We recently completed a study to develop practical strategies for organic dairy producers to enhance the profitability of their farm by evaluating organic grain supplementation levels and its effect on economics of organic dairy cows. I am presenting the first year results of a 2-year study in this article.

Organic dairy cows at the University of Minnesota's West Central Research and Outreach Center, Morris, MN, that calved during fall 2011 and spring 2012 calving seasons were used to evaluate production, reproduction, and grazing behavior of organic dairy cattle supplemented with three levels (no grain, low, and high) of organic grain.

During the 2012 grazing season, 96 lactating Holstein and crossbred organic dairy cattle were assigned to a grain supplementation treatment (no grain, low grain, and high grain). Cows were fed the following dietary supplementation levels, 1) 'No grain" (100% pasture), 2) low grain (6 lb of grain supplementation per day), or 3) high grain (12 lb per day). Supplement was fed with a total mixed ration of an organic grain mix (corn and minerals).

The TMR was 25 lb of organic corn silage, 20 lb of organic alfalfa silage, and 1.25 lb of organic minerals. Furthermore, at least 30% of their diet consisted of high-quality organic pasture during the grazing season. Supplemented cows were fed TMR in a compost barn after the morning milking and were allowed to graze during the afternoon and evening. The no grain cows were continually on pasture except during milking.

The no grain cows had lower milk, fat, and protein production than the low and high grain cows (see accompanying table). Surprisingly, there were no differences in production between the two supplemented groups of organic cows for milk production, but the high grain cows may have been partitioning the extra grain into body condition.

As expected, the no grain cows had higher milk urea nitrogen than the low and high grain cows.

Across the grazing season, there were no differences for body weight for organic cows. For BCS across the grazing season, the no grain cows had lower body condition scores than the low and high grain cows.

Potentially, the low and high grain cows in this study devoted more of the energy they consumed to maintain and restore BCS compared to the no grain cows and this, in turn, may have resulted in the enhanced reproductive cyclicity of the low and high grain cows.

Table 1. Supplementation results for cows fed no grain compared to higher levels of grain.

Measurement

No grain

Low grain

High grain

Milk (lb)

32.2

40.4*

39.4*

Fat (lb)

1.23

1.53*

1.33

Fat (%)

3.82

3.78

3.38*

Protein (lb)

1.03

1.31*

1.26*

Protein (%)

3.20

3.24

3.20

Milk urea nitrogen (mg/dl)

14.25

10.06*

7.33*

Energy-corrected milk (lb)

32.2

37.2*

36.3*

Body weight (lb)

Study material
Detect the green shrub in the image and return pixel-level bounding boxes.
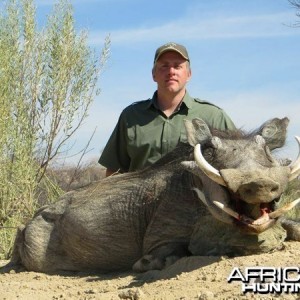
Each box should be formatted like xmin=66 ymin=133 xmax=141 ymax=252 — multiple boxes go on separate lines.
xmin=0 ymin=0 xmax=110 ymax=258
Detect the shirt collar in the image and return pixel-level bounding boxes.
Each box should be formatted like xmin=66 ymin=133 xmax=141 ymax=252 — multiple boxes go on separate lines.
xmin=147 ymin=91 xmax=194 ymax=109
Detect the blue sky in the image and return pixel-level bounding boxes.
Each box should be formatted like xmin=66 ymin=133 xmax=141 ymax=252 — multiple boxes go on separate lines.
xmin=36 ymin=0 xmax=300 ymax=161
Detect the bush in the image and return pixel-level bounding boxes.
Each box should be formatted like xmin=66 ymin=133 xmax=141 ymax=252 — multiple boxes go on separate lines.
xmin=0 ymin=0 xmax=110 ymax=258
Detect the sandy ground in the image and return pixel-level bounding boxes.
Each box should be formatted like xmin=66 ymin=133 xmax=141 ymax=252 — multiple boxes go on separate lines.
xmin=0 ymin=242 xmax=300 ymax=300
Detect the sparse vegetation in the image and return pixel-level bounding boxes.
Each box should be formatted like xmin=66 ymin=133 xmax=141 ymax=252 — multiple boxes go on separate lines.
xmin=0 ymin=0 xmax=110 ymax=258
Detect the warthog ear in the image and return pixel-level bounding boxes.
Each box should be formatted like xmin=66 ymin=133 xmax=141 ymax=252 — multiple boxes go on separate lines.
xmin=184 ymin=118 xmax=212 ymax=147
xmin=257 ymin=118 xmax=290 ymax=151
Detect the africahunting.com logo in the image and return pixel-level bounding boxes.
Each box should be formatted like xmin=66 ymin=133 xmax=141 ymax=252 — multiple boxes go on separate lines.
xmin=227 ymin=267 xmax=300 ymax=294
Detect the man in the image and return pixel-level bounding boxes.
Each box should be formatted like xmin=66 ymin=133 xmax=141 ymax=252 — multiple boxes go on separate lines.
xmin=99 ymin=43 xmax=235 ymax=176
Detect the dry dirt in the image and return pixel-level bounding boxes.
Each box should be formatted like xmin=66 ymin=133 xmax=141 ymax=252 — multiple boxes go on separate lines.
xmin=0 ymin=242 xmax=300 ymax=300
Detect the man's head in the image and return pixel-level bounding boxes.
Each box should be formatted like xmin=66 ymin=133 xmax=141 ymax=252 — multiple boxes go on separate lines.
xmin=152 ymin=43 xmax=192 ymax=94
xmin=154 ymin=43 xmax=190 ymax=65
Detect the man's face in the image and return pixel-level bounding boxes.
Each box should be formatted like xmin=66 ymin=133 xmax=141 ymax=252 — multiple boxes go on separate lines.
xmin=152 ymin=51 xmax=191 ymax=93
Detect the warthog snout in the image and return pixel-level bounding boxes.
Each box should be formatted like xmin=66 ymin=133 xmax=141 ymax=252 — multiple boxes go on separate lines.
xmin=238 ymin=178 xmax=281 ymax=203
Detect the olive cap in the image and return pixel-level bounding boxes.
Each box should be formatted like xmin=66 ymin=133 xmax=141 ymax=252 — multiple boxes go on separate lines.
xmin=154 ymin=43 xmax=190 ymax=64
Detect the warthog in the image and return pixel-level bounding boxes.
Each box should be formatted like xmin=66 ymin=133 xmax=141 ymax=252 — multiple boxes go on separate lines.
xmin=3 ymin=118 xmax=300 ymax=273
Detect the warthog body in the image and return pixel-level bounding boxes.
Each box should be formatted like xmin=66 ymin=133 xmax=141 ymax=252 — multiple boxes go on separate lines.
xmin=4 ymin=118 xmax=298 ymax=272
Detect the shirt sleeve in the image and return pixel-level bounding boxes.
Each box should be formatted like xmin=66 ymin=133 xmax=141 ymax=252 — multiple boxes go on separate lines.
xmin=98 ymin=112 xmax=130 ymax=172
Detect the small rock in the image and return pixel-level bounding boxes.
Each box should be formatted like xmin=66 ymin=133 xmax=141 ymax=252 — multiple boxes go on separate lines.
xmin=118 ymin=289 xmax=145 ymax=300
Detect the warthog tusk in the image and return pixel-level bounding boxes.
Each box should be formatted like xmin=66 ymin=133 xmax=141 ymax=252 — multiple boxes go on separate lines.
xmin=213 ymin=201 xmax=240 ymax=220
xmin=269 ymin=198 xmax=300 ymax=219
xmin=194 ymin=144 xmax=227 ymax=186
xmin=289 ymin=136 xmax=300 ymax=181
xmin=213 ymin=198 xmax=300 ymax=225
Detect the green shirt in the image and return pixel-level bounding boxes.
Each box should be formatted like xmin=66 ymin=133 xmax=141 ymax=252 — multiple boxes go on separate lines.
xmin=99 ymin=92 xmax=235 ymax=172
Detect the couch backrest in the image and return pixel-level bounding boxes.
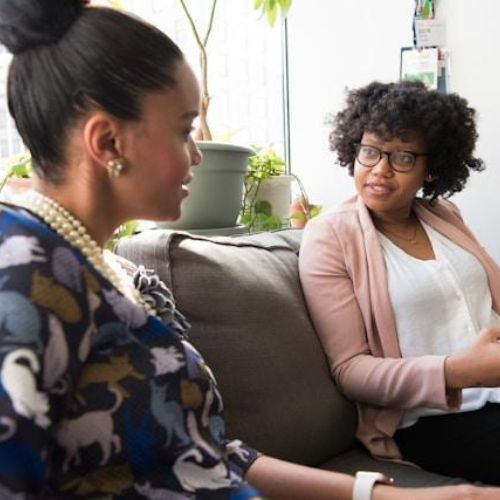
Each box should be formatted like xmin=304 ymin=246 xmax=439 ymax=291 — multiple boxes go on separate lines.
xmin=117 ymin=230 xmax=356 ymax=465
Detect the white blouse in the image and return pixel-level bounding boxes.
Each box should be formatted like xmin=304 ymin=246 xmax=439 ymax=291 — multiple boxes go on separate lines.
xmin=378 ymin=222 xmax=500 ymax=428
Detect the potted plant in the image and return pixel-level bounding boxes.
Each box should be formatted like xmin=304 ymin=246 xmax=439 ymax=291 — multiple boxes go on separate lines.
xmin=159 ymin=0 xmax=292 ymax=230
xmin=0 ymin=151 xmax=32 ymax=201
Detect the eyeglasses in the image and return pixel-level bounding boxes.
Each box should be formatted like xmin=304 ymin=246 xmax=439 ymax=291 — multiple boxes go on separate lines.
xmin=355 ymin=144 xmax=428 ymax=172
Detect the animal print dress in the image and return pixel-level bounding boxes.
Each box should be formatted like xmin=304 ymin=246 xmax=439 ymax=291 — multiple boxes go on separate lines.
xmin=0 ymin=205 xmax=257 ymax=499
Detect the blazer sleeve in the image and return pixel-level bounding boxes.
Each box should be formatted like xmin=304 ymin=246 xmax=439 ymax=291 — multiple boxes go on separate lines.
xmin=299 ymin=214 xmax=460 ymax=409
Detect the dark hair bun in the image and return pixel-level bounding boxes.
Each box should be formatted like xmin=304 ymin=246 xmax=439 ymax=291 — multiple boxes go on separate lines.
xmin=0 ymin=0 xmax=86 ymax=54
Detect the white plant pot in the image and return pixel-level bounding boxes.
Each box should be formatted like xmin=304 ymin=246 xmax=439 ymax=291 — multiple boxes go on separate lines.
xmin=157 ymin=141 xmax=253 ymax=230
xmin=255 ymin=175 xmax=294 ymax=218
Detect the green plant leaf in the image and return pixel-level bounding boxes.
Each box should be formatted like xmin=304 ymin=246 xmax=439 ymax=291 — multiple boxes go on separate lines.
xmin=255 ymin=200 xmax=273 ymax=217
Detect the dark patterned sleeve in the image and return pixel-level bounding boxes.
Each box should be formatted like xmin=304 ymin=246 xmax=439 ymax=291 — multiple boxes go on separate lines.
xmin=0 ymin=229 xmax=98 ymax=499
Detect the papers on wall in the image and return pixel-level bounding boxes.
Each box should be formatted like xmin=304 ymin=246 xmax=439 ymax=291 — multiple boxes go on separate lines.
xmin=400 ymin=47 xmax=440 ymax=89
xmin=415 ymin=19 xmax=446 ymax=47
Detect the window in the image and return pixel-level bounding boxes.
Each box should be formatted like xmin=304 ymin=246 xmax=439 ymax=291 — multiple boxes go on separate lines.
xmin=0 ymin=0 xmax=283 ymax=170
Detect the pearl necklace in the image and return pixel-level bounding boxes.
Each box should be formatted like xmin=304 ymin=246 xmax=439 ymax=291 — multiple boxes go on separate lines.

Study questions
**A.** Retype the part of the organic dairy study text that opens with the words containing "Organic dairy cows at" and closes with "of organic grain.".
**B.** According to the organic dairy study text, how much grain per day were the high grain cows fed?
Draw solely on the organic dairy study text when responding, not on the material.

List of answers
**A.**
Organic dairy cows at the University of Minnesota's West Central Research and Outreach Center, Morris, MN, that calved during fall 2011 and spring 2012 calving seasons were used to evaluate production, reproduction, and grazing behavior of organic dairy cattle supplemented with three levels (no grain, low, and high) of organic grain.

**B.** 12 lb per day.